FRAGMENT DOCUMENT:
5.12    Verweerster heeft mr. C hiermee genegeerd en naar eigen goeddunken gehandeld. Dit is naar het oordeel van de raad in strijd met de ratio van de regels die gelden voor derdengeldenstichtingen en het bestuur daarvan, namelijk het voorkomen dat een advocaat op eigen houtje en zonder een tweede kritische blik beschikt over derdengelden. Het getuigt van onvoldoende integriteit en is naar het oordeel van de raad daarom onbetamelijk en onzorgvuldig.

5.13    Dat mr. C is uitgeschreven als bestuurder van de derdengeldenstichting met ingang van 20 november 2019 en dat mr. K met ingang van die datum haar plaats in het bestuur heeft ingenomen, doet aan het voorgaande ook niet af. Het gaat immers om een in- en een uitschrijving die op een moment na de betaling aan de cliënt maar met terugwerkende kracht is bewerkstelligd. Het tuchtrechtelijk oordeel gaat evenwel om de gedraging van verweerster op het moment van de betaling aan de cliënt, dus om de gedragingen van verweerster op 20 en 21 november 2019.

5.14    Dat verweerster heeft gehandeld met instemming van de – op dat moment – aanstaande bestuurder van de derdengeldenstichting mr. K, doet dus ook niet af aan de onbetamelijkheid en de onzorgvuldigheid ervan. Dat geldt ook voor de omstandigheid dat mr. C (na de betaling aan de cliënt) geen bezwaar heeft gemaakt tegen haar uitschrijving als bestuurder van de derdengeldenstichting.

6    MAATREGEL

6.1    Verweerster heeft de kernwaarde integriteit geschonden door bij de betaling van een groot bedrag aan een cliënt haar medebestuurder van de derdengeldenstichting die bezwaar had tegen de betaling buiten spel te zetten. Die integriteit is een groot goed en wezenlijk voor het aanzien van de advocatuur. Desondanks volstaat de raad in dit geval met de oplegging van de maatregel van een waarschuwing, omdat de betaling op zich wel legitiem was, althans dat uiteindelijk niet is gebleken dat de bezwaren van mr. C tegen de betaling terecht waren.

6.2    Het verzoek van de deken om uit te spreken dat verweerster voor onbepaalde tijd geen deel meer mag uitmaken van het bestuur van een derdengeldenstichting moet naar het oordeel van de raad worden gezien als een verzoek tot het opleggen van een bijzondere voorwaarde die de praktijkbeoefening van verweerster betreft, zoals bedoeld in artikel 48b van de Advocatenwet.

OPDRACHT:
Schrijf het vervolg van de bovenstaande tuchtuitspraak over de derdengeldenstichting, te beginnen na de laatste zin ervan.

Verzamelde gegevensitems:
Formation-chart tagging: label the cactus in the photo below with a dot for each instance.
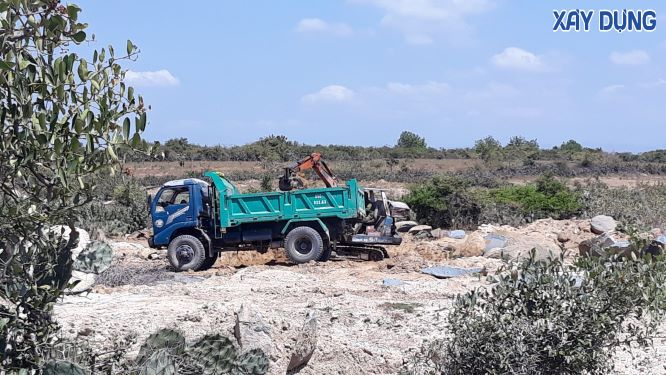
(95, 258)
(160, 362)
(215, 354)
(169, 340)
(254, 362)
(63, 368)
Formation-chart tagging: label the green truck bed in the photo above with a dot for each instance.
(233, 208)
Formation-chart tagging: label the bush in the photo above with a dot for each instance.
(550, 318)
(444, 202)
(547, 197)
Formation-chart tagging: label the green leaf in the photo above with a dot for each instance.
(126, 127)
(79, 36)
(83, 70)
(141, 122)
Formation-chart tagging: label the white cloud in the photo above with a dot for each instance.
(157, 78)
(431, 87)
(635, 57)
(309, 25)
(421, 21)
(332, 93)
(519, 59)
(611, 89)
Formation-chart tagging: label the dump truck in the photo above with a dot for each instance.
(197, 219)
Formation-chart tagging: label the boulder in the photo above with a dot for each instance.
(419, 228)
(601, 224)
(252, 332)
(446, 272)
(544, 249)
(563, 237)
(473, 246)
(604, 245)
(404, 226)
(306, 343)
(457, 234)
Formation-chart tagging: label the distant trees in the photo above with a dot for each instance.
(411, 140)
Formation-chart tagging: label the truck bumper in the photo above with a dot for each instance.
(375, 240)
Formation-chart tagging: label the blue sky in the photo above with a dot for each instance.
(361, 71)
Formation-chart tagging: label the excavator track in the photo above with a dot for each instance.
(356, 252)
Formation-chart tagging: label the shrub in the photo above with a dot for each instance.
(547, 197)
(550, 318)
(444, 202)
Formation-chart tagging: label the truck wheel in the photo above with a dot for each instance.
(303, 244)
(209, 262)
(186, 253)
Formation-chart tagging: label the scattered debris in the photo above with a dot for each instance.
(445, 272)
(601, 224)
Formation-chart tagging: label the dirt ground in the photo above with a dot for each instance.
(364, 327)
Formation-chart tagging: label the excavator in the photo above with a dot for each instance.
(293, 177)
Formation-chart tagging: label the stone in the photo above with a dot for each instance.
(252, 332)
(438, 233)
(473, 246)
(563, 237)
(457, 234)
(446, 272)
(493, 241)
(661, 239)
(419, 228)
(604, 245)
(601, 224)
(306, 343)
(544, 249)
(404, 226)
(392, 282)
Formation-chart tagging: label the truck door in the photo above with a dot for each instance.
(171, 205)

RESULTAAT OPDRACHT:
6.3    Uit de wetsgeschiedenis van de Advocatenwet blijkt dat artikel 48b invulling van en aanvulling op artikel 48a vormt. Artikel 48a van de Advocatenwet ziet op de maatregel van schorsing in de uitoefening van de praktijk. Dit alles betekent dat een bijzondere voorwaarde slechts kan worden opgelegd in combinatie met de maatregel van een (voorwaardelijke) schorsing. Omdat de raad aan verweerster de maatregel van waarschuwing oplegt bestaat niet de mogelijkheid om de door de deken voorgestelde bijzondere voorwaarde op te leggen. Dit verzoek van de deken zal daarom worden afgewezen. Dat hoeft verweerster evenwel natuurlijk niet te beletten om vrijwillig te voldoen aan deze wens van de deken.

7    GRIFFIERECHT EN KOSTENVEROORDELING

7.1    Nu de raad een maatregel oplegt, zal de raad verweerster daarnaast op grond van artikel 48ac lid 1 Advocatenwet veroordelen in de volgende proceskosten:

a) € 750,- kosten van de Nederlandse Orde van Advocaten en

b) € 500,- kosten van de Staat.

7.2    Verweerster moet het bedrag van € 1.250,- (het totaal van de in 7.2 onder a en b genoemde kosten) binnen vier weken nadat deze beslissing onherroepelijk is geworden, overmaken naar rekeningnummer lBAN: NL85 lNGB 0000 079000, BIC: INGBNL2A, Nederlandse Orde van Advocaten, Den Haag, onder vermelding van “kostenveroordeling raad van discipline" en het zaaknummer.

BESLISSING

De raad van discipline:

-    verklaart het bezwaar gegrond zoals overwogen in onderdelen 5.9 tot en met 5.14;

-    legt aan verweerster de maatregel van waarschuwing op;

-    wijst het verzoek tot het opleggen van de door de deken voorgestane bijzondere voorwaarde af;

-    veroordeelt verweerster tot betaling van de proceskosten van € 1.250,- aan de Nederlandse Orde van Advocaten, op de manier en binnen de termijn als hiervóór bepaald in 7.2.

Aldus beslist door mr. C.H. van Breevoort-de Bruin, voorzitter, mrs. P. Rijpstra en M.P. de Klerk, leden, bijgestaan door mr. A. Tijs als griffier en uitgesproken in het openbaar op 19 juli 2012.